>>>

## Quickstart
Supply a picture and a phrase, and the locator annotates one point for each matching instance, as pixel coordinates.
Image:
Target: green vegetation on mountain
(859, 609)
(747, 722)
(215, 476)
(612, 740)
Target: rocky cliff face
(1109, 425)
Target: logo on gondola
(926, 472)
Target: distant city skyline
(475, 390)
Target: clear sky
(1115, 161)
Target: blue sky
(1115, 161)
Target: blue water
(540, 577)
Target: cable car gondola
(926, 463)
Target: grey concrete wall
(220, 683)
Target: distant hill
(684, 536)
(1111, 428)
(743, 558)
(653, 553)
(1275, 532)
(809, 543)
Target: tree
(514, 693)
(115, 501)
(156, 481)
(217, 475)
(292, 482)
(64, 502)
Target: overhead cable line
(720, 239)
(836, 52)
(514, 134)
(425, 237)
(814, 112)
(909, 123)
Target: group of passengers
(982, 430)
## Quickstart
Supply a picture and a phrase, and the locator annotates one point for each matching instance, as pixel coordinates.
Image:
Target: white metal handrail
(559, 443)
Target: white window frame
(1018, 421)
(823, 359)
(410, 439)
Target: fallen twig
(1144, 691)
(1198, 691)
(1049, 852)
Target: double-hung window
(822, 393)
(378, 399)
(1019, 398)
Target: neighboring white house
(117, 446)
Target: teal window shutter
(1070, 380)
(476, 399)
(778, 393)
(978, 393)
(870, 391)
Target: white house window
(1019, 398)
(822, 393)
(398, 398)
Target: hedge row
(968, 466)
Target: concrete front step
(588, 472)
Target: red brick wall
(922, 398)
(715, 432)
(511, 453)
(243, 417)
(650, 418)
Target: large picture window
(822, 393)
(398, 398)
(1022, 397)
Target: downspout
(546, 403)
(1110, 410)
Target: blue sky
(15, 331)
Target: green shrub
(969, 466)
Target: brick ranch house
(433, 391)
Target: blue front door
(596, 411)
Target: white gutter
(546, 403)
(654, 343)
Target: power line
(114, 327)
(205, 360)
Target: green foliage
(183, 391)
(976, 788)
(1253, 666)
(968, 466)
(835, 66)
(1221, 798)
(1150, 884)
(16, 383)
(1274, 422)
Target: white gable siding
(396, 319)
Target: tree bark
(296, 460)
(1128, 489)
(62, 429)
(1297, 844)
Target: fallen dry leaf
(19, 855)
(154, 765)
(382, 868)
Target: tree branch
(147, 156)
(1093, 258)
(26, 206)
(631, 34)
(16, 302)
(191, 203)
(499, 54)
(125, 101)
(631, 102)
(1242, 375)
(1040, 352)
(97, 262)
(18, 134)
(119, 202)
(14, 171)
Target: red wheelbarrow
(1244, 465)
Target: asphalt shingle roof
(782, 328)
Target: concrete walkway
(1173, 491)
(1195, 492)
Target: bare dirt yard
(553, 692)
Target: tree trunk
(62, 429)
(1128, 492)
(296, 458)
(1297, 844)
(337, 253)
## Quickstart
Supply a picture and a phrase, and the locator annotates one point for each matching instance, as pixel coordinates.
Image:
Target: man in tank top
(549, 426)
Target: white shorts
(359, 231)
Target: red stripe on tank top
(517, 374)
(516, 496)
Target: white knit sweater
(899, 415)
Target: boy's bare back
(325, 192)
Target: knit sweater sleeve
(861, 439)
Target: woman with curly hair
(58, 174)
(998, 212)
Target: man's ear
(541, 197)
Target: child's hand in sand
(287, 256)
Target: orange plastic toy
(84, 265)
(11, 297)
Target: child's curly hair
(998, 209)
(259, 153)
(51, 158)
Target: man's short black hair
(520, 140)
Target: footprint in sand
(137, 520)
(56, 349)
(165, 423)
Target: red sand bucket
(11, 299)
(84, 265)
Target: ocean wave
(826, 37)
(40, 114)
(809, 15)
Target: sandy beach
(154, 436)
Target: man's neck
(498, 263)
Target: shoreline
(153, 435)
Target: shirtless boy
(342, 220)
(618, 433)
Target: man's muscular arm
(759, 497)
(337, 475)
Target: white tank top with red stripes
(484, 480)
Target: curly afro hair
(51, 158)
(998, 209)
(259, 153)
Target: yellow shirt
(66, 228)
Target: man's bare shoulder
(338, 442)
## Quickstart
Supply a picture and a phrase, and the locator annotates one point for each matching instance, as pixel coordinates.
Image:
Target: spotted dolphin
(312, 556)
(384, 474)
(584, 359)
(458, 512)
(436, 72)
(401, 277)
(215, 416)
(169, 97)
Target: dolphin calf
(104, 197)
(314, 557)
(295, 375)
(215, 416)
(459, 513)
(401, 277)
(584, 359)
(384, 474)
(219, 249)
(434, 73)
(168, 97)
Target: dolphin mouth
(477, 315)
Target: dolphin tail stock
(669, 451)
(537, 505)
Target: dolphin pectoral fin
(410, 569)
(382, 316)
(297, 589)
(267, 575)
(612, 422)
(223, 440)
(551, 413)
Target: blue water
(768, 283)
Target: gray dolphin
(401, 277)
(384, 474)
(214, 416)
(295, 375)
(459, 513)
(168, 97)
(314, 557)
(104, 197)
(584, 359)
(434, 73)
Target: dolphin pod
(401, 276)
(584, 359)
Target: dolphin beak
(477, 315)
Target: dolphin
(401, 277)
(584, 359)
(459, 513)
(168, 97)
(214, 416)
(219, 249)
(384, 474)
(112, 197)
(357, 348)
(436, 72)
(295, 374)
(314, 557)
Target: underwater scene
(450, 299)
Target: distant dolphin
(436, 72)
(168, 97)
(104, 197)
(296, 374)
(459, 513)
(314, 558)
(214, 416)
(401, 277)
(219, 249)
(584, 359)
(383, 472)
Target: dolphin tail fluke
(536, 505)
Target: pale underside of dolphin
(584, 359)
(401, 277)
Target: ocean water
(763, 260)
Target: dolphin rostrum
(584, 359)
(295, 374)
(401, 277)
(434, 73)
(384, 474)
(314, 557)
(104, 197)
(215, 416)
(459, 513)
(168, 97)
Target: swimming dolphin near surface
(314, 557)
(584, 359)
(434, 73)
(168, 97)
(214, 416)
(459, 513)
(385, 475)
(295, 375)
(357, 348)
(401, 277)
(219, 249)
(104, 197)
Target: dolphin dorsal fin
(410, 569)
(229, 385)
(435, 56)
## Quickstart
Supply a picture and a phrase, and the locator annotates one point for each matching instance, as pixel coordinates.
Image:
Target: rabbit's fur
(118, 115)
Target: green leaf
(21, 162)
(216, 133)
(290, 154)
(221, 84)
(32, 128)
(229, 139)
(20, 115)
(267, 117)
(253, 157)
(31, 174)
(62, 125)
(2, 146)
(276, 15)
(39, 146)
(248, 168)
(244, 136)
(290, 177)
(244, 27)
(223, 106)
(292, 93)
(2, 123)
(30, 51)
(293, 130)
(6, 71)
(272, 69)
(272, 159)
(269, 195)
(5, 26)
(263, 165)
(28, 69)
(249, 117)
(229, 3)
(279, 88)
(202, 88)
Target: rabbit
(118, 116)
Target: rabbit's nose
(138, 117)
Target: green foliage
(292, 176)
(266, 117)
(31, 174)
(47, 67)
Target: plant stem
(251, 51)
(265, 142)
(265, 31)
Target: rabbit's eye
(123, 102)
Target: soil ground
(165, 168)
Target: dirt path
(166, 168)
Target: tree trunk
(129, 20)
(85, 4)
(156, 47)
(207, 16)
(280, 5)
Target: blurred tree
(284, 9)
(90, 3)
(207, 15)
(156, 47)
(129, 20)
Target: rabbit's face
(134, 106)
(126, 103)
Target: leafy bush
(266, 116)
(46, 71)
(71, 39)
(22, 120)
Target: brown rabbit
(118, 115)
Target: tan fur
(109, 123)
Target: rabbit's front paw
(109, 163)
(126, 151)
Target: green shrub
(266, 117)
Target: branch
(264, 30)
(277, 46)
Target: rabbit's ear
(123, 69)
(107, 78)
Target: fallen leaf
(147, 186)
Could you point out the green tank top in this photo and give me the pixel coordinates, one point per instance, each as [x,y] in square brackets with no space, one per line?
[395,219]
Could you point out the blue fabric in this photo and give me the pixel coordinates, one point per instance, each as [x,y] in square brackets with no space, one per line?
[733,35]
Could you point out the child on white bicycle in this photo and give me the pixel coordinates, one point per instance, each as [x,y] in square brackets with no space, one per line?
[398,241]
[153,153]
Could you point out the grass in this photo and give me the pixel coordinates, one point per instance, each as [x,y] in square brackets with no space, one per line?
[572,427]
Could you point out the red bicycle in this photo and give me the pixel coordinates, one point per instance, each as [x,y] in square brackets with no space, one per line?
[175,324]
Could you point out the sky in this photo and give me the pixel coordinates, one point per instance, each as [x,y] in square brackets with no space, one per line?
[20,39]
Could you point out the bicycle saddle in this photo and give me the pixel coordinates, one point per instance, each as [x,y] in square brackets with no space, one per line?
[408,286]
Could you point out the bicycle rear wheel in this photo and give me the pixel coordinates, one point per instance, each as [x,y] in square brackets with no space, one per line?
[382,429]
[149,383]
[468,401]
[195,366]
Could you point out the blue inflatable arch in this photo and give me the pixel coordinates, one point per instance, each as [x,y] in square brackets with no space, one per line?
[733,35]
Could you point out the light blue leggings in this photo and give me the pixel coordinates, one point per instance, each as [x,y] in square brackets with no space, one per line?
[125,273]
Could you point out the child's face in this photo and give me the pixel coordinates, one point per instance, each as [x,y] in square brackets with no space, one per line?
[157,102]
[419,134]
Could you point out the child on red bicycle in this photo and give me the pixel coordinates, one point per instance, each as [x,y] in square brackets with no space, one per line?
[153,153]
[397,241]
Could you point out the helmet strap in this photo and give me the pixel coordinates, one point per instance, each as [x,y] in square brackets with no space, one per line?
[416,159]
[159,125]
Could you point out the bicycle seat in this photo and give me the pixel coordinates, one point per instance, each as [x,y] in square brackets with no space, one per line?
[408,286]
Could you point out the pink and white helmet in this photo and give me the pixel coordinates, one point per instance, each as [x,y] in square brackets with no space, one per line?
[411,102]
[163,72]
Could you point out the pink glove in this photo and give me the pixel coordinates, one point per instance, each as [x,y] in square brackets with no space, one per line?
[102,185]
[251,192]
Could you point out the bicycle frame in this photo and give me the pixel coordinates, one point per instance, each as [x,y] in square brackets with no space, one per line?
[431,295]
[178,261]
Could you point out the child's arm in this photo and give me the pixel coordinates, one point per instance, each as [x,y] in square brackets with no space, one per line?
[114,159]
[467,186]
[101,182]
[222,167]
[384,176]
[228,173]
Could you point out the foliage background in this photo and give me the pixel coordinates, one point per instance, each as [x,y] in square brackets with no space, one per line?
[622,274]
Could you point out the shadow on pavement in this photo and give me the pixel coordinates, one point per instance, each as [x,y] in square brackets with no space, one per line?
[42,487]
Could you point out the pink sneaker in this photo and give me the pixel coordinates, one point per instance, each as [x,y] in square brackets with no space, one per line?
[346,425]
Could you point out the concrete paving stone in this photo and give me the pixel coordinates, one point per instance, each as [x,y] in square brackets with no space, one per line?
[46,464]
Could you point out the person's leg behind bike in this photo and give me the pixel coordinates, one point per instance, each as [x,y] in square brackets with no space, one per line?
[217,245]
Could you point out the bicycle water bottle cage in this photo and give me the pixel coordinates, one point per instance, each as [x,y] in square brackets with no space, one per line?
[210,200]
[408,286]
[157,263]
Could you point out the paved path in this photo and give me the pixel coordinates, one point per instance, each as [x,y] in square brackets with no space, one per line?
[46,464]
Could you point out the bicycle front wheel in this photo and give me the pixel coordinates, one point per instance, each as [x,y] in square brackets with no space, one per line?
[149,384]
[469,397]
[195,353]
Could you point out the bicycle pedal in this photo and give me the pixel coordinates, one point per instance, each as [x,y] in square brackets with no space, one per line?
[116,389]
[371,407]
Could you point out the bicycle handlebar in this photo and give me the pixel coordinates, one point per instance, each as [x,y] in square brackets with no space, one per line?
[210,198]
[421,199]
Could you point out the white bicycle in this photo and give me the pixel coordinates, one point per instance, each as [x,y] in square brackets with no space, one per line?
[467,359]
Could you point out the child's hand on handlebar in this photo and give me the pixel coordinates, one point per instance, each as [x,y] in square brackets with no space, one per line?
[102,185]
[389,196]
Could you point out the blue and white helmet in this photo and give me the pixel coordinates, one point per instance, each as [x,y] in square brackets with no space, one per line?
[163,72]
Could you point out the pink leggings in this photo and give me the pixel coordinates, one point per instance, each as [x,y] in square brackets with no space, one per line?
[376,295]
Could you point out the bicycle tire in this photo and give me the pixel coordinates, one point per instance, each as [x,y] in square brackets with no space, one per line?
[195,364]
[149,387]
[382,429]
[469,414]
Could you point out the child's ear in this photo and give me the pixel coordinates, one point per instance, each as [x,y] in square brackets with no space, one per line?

<<<

TASK GOAL: Copy exactly the lines from the one containing "Could you point out the pink leggings" through the last line of the records, both included, and nothing else.

RESULT FOR THIS EXERCISE:
Could you point out the pink leggings in this photo and give me the pixel coordinates, one point per instance, each as [x,y] in square brackets with no space, one per line?
[376,295]
Could you point out the bicycle tire in this photo and give me the pixel coordinates, one point per instance, each as [x,y] in square brackets with no space, one per line?
[195,364]
[149,387]
[382,429]
[469,414]
Could you point out the child's ear in this photo and give me the pixel coordinates, one point per instance, each as [x,y] in square brackets with no space, one per line?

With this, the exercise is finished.